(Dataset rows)

---

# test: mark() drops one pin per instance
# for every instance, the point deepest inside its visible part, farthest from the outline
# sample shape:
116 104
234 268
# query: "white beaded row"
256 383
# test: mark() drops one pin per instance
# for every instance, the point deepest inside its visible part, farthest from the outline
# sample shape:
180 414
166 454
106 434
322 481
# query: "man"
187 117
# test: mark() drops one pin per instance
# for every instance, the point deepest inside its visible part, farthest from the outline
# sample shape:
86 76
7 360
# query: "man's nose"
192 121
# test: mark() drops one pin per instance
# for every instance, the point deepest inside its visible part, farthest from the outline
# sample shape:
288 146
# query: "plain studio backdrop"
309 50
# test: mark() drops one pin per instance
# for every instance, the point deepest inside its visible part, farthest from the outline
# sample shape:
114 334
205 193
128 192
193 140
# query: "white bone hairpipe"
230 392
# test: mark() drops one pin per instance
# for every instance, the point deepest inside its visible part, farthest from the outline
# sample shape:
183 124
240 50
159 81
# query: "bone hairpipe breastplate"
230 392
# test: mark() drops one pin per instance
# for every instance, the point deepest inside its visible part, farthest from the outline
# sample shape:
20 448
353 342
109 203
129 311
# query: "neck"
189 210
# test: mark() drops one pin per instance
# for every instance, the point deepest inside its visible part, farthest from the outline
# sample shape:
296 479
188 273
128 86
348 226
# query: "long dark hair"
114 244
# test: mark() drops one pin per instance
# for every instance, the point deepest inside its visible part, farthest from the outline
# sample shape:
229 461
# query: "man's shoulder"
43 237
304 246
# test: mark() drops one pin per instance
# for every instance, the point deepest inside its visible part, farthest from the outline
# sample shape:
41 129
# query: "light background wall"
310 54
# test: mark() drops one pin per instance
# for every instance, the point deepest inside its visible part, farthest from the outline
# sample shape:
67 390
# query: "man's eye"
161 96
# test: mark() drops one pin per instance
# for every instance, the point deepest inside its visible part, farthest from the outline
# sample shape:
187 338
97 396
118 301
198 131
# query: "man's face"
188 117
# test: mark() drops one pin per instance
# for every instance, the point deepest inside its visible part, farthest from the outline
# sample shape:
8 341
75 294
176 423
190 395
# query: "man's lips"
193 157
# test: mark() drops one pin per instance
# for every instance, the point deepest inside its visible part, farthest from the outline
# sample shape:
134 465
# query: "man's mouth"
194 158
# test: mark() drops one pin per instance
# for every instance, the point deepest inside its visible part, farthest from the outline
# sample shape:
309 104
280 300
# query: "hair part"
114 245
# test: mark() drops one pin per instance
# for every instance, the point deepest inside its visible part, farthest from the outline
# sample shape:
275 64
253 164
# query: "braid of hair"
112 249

---

• Written problem
How many lines in the rows above contain the string "white"? Case counts; reply with the number only.

• Answer
2